======== TEXT UNDER STUDY ========
Tuesday, February 24, 2015

Sittin' on the dock of the bay

I'm sittin' on the dock of the bay
Watchin' the tide roll away, ooh
I'm just sittin' on the dock of the bay
Wastin' time ...

-- Otis Redding, "Dock of the Bay," 1967

Things are quiet in Theodore, a compact and capable deepwater port on the western shore of Mobile Bay, about halfway between the Gulf and Mobile proper.

We're waiting for the liftboat we are working with to get situated at a platform just southwest of the sea buoy, and then they may or may not call us for some of the equipment they put on our deck before they left.

We've passed the time catching-up on paperwork and a bit of deferred maintenance, cooking meals appropriate to the weather outside (yesterday was my turn: pot roast), counting down the days 'til next we go home.

Which, for the officers anyhow, is sooner than some would like. That voluntary 14/14 schedule I mentioned last post? Well, it's mandatory now. Suits me and the family fine, I can tell you. Even if I did have to come back to work two weeks early.

The boat now essentially has two crews, and I'm happy with the one I'm working with.

Back at the office, seven of our shoreside staff were let go this past month as a cost-cutting measure. The supply list is being trimmed. I'm fighting a rearguard action to keep water on the requisition and not have it transferred to our ever-shrinking grocery budget. It's a safety issue, to my mind.
======== GIVEN INFORMATION ========
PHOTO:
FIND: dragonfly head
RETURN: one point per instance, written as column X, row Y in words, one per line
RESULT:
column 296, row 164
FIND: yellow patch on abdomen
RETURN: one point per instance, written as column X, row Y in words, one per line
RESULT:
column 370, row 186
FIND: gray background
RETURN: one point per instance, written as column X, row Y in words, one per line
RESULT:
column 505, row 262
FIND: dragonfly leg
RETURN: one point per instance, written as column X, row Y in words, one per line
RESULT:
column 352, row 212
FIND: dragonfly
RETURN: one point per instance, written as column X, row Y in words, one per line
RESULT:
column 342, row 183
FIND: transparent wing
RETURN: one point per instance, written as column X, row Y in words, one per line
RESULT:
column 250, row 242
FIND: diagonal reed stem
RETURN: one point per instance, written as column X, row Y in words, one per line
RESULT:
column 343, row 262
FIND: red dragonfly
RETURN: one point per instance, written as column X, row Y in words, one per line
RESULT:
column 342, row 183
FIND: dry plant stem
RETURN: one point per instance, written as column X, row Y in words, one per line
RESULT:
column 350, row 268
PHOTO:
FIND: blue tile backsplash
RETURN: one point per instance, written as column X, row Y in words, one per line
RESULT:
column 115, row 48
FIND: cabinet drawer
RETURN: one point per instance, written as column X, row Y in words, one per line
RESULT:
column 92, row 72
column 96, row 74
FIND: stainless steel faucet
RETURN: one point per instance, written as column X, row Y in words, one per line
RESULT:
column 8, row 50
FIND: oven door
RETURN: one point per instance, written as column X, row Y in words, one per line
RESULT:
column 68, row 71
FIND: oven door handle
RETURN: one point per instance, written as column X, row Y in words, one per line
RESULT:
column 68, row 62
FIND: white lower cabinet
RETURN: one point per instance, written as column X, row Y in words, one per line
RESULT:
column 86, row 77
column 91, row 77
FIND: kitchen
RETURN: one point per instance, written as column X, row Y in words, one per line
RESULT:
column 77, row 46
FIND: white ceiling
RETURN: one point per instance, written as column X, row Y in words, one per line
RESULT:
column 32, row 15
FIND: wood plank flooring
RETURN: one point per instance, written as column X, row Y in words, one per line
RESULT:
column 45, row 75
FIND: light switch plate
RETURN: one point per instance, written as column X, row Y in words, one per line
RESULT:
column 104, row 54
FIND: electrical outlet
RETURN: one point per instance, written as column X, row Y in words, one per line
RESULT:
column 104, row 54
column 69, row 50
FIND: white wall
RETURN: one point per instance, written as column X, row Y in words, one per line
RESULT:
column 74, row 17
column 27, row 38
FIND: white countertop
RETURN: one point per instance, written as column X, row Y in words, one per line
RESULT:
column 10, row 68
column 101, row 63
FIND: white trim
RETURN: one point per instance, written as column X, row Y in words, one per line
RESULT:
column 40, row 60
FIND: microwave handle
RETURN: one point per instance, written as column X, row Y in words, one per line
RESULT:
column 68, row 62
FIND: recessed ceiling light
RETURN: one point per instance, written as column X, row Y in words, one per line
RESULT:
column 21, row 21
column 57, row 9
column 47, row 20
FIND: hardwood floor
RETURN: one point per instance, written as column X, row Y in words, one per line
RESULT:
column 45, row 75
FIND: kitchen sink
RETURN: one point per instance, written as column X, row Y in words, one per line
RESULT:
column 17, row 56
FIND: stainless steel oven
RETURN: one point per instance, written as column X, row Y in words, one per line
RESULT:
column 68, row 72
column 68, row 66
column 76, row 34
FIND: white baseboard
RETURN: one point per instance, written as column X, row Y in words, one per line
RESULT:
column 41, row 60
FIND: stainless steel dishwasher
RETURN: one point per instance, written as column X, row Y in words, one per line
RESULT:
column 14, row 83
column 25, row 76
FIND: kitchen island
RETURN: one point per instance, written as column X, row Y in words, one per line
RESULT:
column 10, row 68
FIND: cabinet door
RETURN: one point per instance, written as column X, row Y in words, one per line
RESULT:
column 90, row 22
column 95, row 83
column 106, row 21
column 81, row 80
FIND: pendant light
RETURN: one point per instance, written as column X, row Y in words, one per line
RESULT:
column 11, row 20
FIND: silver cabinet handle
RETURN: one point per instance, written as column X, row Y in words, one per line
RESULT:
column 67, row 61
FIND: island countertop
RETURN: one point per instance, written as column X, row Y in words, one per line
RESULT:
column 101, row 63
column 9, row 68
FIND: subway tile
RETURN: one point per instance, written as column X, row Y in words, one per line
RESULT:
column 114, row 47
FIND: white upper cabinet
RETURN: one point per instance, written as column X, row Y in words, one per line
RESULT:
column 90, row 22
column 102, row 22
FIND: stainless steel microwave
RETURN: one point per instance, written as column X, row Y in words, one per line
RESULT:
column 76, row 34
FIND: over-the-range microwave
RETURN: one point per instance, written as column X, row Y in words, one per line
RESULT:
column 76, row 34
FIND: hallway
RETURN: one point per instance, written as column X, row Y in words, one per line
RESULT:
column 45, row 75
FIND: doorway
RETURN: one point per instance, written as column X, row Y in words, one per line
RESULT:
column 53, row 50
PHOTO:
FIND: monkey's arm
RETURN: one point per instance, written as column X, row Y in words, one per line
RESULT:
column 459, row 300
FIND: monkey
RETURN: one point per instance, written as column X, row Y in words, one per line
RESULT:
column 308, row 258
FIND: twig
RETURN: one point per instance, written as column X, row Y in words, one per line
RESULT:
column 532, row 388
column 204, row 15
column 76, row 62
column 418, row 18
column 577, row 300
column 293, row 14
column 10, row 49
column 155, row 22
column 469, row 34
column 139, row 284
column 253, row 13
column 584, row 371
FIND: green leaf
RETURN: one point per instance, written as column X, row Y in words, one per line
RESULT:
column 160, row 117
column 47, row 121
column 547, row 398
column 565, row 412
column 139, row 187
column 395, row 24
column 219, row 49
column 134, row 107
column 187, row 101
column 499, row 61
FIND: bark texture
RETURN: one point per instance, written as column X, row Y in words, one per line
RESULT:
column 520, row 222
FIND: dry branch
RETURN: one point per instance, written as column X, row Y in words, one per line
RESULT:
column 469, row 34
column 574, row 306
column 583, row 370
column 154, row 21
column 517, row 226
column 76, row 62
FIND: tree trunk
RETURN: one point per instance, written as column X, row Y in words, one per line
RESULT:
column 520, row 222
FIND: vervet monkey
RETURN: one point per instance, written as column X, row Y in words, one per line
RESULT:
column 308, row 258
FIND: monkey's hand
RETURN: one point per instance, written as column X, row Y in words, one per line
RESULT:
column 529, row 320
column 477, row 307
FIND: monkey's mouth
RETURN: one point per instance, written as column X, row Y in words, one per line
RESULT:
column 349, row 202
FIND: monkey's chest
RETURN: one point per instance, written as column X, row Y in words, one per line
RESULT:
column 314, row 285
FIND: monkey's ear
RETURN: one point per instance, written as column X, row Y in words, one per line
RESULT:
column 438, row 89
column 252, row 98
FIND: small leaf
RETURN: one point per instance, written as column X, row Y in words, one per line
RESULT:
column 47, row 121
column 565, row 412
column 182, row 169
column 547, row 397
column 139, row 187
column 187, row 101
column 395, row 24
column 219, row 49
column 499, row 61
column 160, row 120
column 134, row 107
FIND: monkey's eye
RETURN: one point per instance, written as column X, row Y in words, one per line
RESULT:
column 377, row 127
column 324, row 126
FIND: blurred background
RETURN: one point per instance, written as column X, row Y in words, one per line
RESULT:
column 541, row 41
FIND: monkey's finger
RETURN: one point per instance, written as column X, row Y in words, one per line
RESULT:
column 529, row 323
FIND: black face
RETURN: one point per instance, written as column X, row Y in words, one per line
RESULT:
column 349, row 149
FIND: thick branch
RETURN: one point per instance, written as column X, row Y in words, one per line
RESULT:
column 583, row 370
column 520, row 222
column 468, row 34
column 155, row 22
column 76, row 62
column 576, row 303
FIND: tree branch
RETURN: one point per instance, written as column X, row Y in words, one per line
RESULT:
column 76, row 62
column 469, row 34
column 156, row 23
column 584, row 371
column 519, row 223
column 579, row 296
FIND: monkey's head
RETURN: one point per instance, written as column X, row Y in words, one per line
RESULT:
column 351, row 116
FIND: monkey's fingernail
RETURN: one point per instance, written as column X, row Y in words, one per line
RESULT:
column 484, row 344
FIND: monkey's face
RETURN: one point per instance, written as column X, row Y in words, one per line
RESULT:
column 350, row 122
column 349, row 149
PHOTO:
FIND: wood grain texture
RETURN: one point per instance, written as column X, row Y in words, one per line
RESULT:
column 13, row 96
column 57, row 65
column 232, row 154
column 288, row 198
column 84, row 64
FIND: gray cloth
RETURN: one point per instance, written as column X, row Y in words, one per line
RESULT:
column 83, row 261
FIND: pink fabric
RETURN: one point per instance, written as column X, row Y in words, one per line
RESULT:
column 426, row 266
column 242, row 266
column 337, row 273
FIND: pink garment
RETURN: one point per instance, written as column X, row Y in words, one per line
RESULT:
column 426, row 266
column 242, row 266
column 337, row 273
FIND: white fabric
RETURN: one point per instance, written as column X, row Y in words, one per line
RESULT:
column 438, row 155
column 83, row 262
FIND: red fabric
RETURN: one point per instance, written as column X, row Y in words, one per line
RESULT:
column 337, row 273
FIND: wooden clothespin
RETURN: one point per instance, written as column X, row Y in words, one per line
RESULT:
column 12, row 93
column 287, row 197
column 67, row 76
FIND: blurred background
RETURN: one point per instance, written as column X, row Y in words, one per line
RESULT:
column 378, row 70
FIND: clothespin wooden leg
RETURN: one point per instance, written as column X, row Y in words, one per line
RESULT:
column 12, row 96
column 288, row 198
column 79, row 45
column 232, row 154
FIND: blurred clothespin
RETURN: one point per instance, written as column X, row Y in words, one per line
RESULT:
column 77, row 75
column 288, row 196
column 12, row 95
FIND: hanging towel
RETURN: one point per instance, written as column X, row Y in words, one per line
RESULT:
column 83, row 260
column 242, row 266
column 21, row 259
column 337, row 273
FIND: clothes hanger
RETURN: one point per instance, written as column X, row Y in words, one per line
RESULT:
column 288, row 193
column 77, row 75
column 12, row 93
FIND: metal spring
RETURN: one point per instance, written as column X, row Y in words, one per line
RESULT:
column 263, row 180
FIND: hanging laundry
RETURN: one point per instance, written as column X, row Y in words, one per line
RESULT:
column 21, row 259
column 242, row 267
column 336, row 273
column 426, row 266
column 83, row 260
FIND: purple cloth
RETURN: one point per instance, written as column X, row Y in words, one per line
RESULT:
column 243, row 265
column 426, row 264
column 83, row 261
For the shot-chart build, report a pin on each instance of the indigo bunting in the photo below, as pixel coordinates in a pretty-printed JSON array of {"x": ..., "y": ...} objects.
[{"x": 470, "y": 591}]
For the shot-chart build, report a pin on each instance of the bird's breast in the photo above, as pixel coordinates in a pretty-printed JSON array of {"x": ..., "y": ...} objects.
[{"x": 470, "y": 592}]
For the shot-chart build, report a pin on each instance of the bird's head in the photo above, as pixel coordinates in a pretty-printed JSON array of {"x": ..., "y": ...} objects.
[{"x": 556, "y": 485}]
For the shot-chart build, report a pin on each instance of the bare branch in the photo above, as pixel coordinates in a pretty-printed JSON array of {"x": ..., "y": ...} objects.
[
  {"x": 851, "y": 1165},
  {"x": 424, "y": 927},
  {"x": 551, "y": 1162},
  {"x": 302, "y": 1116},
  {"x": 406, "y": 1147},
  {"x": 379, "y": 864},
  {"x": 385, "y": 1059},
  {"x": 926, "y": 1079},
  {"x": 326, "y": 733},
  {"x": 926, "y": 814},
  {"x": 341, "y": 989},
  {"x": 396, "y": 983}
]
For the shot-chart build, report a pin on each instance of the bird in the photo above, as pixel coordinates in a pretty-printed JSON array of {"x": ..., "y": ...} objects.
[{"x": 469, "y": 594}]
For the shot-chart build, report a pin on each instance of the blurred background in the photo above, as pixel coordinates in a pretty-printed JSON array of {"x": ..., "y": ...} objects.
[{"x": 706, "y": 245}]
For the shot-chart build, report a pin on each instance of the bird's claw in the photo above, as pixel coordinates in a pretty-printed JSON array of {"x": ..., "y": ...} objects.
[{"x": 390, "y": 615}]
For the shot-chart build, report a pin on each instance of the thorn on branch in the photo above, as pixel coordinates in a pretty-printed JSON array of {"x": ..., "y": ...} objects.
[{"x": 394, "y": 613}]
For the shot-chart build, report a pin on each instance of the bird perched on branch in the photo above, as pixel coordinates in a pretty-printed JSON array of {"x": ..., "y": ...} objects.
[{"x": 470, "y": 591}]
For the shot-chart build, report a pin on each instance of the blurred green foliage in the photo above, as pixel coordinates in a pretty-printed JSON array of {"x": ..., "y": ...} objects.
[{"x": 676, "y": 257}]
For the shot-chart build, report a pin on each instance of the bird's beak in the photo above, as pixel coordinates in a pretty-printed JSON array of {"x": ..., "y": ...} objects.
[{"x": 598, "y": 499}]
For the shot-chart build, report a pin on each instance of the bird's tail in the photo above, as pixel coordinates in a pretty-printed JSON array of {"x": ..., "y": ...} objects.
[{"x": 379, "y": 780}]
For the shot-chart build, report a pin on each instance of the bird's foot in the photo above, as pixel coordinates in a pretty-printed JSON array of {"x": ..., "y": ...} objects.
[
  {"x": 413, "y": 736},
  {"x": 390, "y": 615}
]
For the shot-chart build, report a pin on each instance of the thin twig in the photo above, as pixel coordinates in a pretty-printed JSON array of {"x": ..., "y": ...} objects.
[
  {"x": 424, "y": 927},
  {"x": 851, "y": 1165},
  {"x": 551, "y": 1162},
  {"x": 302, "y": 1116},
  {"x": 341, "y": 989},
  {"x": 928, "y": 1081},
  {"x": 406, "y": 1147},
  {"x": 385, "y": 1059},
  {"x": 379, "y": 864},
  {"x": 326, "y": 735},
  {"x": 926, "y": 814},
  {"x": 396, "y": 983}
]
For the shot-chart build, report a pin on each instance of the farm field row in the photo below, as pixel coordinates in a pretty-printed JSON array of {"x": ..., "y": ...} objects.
========
--- WORK TO COMPLETE ---
1. In the blog post about waiting in port, reproduce the passage starting at "Tuesday, February 24, 2015" and ending at "and Mobile proper.", swapping "Theodore" for "Bayou La Batre".
2. Condense the paragraph of the blog post that begins "Back at the office" into two shorter sentences, keeping its main facts.
3. Render this sentence from the blog post in Spanish: "The boat now essentially has two crews, and I'm happy with the one I'm working with."

--- ANSWERS TO THE EXERCISE ---
1.
Tuesday, February 24, 2015

Sittin' on the dock of the bay

I'm sittin' on the dock of the bay
Watchin' the tide roll away, ooh
I'm just sittin' on the dock of the bay
Wastin' time ...

-- Otis Redding, "Dock of the Bay," 1967

Things are quiet in Bayou La Batre, a compact and capable deepwater port on the western shore of Mobile Bay, about halfway between the Gulf and Mobile proper.

2. Seven shoreside staff were laid off this past month to cut costs, and the supply list is being trimmed. The writer is fighting to keep water on the requisition instead of shifting it to the shrinking grocery budget, seeing it as a safety issue.

3. El barco ahora tiene básicamente dos tripulaciones, y me siento a gusto con aquella con la que trabajo.